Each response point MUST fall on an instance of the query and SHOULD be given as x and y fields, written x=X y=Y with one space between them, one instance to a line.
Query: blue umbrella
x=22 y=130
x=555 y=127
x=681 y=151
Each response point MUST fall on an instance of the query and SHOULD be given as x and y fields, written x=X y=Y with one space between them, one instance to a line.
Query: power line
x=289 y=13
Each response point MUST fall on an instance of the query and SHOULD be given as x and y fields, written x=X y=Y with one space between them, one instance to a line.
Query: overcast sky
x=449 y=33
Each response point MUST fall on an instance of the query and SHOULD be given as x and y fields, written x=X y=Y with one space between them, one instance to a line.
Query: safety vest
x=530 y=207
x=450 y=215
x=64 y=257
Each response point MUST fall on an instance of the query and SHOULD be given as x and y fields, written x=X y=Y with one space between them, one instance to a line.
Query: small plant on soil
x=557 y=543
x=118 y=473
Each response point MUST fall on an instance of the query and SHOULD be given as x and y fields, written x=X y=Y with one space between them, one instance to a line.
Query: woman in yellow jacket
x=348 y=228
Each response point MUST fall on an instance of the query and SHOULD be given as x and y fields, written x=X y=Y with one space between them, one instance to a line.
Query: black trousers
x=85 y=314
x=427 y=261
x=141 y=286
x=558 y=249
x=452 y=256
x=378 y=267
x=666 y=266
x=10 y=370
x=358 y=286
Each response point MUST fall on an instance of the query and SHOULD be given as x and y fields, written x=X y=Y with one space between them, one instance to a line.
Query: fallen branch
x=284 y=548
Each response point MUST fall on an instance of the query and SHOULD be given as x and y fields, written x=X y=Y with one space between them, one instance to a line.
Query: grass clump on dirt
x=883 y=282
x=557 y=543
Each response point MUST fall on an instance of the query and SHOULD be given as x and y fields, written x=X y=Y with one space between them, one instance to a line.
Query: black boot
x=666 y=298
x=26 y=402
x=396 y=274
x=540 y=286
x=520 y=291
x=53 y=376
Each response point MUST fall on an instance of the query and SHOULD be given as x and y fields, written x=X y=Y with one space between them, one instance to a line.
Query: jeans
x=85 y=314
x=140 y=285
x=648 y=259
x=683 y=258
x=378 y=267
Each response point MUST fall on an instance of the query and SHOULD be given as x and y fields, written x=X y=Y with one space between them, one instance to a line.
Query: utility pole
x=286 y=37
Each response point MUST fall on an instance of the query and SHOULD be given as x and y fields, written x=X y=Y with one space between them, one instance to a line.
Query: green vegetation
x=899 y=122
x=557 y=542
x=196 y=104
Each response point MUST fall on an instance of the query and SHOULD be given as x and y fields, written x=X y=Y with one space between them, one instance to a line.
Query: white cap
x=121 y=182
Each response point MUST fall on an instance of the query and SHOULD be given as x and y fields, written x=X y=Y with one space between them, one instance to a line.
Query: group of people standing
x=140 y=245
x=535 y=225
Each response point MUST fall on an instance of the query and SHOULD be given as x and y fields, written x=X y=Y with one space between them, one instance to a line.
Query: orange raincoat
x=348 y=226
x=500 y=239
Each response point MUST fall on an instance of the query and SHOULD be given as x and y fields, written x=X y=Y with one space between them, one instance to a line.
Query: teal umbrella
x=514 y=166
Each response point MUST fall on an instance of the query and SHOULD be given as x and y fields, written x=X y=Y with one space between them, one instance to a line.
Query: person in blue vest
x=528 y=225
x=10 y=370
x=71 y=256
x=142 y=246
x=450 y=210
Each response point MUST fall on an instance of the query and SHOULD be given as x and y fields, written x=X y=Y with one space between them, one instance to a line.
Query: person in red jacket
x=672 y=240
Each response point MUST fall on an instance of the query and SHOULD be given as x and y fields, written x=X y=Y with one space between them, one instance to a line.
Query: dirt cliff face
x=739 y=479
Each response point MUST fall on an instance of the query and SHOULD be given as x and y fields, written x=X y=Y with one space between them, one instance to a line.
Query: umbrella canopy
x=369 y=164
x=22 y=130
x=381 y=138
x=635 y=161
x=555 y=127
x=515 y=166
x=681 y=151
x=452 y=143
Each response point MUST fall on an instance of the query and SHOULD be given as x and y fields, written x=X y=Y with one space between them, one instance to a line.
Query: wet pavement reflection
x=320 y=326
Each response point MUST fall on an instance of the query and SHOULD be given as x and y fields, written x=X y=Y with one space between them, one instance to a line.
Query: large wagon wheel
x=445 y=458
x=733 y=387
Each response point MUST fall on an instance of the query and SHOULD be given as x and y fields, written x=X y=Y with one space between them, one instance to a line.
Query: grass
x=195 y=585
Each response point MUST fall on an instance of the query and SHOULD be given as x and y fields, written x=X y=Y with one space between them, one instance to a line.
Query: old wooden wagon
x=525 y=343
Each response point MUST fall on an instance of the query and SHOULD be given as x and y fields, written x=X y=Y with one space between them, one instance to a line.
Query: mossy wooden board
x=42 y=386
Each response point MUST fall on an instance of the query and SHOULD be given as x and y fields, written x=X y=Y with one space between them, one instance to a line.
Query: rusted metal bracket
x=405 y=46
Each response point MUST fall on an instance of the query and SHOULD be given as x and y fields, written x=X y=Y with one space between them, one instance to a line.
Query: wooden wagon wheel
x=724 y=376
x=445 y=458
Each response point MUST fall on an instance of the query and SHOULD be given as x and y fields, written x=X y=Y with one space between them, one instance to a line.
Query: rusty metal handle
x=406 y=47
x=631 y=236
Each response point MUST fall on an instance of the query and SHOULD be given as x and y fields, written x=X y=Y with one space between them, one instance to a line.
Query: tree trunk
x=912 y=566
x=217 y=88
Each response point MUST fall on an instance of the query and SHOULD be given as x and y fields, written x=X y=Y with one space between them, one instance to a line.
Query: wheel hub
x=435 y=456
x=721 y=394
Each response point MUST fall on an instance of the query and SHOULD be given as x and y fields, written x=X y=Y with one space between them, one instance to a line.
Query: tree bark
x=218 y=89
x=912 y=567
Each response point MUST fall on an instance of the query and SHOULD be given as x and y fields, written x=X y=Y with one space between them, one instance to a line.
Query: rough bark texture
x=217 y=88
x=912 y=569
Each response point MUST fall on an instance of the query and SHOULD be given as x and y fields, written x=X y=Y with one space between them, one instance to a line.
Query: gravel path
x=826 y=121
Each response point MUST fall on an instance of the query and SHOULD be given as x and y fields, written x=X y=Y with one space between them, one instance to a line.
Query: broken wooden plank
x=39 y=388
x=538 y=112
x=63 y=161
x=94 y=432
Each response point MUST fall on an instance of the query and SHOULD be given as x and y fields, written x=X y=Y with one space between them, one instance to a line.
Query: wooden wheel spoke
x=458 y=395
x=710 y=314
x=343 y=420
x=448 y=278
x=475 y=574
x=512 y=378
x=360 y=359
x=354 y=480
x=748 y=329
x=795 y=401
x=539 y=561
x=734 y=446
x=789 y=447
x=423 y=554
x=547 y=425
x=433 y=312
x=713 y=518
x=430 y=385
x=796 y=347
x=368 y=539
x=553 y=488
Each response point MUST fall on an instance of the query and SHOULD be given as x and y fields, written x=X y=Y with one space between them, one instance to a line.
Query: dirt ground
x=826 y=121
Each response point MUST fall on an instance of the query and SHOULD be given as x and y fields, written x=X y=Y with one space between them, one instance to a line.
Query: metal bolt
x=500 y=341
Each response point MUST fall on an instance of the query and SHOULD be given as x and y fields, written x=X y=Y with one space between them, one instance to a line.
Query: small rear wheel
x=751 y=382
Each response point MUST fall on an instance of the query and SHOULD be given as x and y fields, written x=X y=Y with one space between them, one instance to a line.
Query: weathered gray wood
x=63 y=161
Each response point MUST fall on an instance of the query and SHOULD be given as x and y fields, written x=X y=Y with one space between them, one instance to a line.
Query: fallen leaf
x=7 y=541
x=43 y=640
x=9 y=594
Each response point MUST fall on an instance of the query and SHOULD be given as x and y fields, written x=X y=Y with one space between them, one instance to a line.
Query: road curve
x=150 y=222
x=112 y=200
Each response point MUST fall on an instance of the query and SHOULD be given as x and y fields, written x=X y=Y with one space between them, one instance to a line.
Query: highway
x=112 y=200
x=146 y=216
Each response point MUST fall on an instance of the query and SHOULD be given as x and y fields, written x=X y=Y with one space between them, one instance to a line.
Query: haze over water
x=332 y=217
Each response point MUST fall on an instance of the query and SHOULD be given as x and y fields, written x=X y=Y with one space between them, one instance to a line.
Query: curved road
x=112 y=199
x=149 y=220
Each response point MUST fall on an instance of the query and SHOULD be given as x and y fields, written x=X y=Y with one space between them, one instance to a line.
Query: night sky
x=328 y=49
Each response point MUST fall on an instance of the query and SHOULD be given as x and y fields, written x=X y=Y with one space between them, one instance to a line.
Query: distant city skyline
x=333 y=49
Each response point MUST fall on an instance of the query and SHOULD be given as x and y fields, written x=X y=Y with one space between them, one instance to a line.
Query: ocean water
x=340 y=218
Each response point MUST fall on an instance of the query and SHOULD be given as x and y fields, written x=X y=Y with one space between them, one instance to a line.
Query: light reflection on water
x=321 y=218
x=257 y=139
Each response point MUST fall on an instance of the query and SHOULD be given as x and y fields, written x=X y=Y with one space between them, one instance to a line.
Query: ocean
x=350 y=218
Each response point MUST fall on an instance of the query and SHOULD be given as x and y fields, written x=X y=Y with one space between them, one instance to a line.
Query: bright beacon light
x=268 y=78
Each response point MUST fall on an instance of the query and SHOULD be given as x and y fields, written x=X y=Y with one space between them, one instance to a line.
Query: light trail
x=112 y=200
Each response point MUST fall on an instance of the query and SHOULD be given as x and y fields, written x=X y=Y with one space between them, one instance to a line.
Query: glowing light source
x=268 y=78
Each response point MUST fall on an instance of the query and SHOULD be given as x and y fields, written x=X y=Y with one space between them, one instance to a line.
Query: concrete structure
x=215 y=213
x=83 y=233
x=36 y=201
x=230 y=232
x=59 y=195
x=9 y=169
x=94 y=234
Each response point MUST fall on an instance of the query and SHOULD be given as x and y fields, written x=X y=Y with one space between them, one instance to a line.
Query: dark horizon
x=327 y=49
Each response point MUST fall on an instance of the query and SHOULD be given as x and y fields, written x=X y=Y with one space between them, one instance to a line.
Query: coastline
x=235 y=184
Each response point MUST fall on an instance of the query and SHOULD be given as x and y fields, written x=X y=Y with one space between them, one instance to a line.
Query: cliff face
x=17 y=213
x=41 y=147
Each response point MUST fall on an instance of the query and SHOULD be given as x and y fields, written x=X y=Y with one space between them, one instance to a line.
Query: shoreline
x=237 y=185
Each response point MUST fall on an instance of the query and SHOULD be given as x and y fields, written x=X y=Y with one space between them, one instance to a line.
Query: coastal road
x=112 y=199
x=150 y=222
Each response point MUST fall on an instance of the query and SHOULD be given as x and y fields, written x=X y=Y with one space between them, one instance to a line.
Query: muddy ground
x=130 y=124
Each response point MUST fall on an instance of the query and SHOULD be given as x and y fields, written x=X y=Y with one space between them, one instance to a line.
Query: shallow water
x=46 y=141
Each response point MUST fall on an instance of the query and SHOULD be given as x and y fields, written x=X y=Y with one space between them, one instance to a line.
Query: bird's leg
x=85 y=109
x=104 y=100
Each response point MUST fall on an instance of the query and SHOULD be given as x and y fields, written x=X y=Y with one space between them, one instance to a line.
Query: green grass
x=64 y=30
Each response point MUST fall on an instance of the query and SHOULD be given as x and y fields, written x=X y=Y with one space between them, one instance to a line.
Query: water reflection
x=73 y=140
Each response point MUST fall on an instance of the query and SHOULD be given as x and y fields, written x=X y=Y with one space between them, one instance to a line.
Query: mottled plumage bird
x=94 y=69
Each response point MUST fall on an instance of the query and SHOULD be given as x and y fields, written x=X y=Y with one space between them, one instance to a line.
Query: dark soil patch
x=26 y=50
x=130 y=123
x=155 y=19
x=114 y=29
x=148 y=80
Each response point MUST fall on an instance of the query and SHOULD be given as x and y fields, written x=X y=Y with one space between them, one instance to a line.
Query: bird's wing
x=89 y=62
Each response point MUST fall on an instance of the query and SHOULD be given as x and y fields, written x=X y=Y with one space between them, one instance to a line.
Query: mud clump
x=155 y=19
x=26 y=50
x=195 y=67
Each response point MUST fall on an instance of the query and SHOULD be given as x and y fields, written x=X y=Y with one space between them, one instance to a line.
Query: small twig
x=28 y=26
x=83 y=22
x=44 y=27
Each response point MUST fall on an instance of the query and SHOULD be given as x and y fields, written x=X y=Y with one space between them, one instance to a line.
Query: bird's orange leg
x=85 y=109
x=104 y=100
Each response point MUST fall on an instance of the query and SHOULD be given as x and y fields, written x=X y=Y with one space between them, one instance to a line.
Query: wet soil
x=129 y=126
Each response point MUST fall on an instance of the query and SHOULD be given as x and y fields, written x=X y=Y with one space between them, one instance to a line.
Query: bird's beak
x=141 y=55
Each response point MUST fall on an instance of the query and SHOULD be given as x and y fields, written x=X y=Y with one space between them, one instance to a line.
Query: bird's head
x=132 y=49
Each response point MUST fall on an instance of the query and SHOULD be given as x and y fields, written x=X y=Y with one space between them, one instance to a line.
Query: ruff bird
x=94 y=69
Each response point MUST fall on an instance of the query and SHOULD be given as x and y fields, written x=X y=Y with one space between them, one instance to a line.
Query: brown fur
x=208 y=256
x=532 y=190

· · ·

◆ Your objective
Rewrite every line from the first one through the line holding "x=118 y=473", inclusive, leaving all other text unchanged but increasing each x and y coordinate in the answers by 27.

◆ Response
Each response point MUST fall on an instance of the query and SHOULD be given as x and y fields, written x=X y=Y with one space between them, one instance to a line.
Query: blue umbrella
x=49 y=157
x=582 y=154
x=708 y=178
Each response point MUST fall on an instance of the query and SHOULD be given as x and y fields, written x=X y=Y with one space between them, one instance to a line.
Query: power line
x=316 y=40
Each response point MUST fall on an instance of the query and SHOULD be given as x and y fields, written x=X y=Y with one space between them, one instance to a line.
Query: overcast sky
x=476 y=60
Each response point MUST fall on an instance of the query and SHOULD be given as x and y fields, written x=X y=Y with one space between them, one instance to a line.
Query: safety vest
x=557 y=234
x=477 y=242
x=91 y=284
Each response point MUST fall on an instance of the query and SHOULD be given as x and y fields, written x=X y=Y with one space between them, one instance to a line.
Query: small plant on soil
x=584 y=570
x=145 y=500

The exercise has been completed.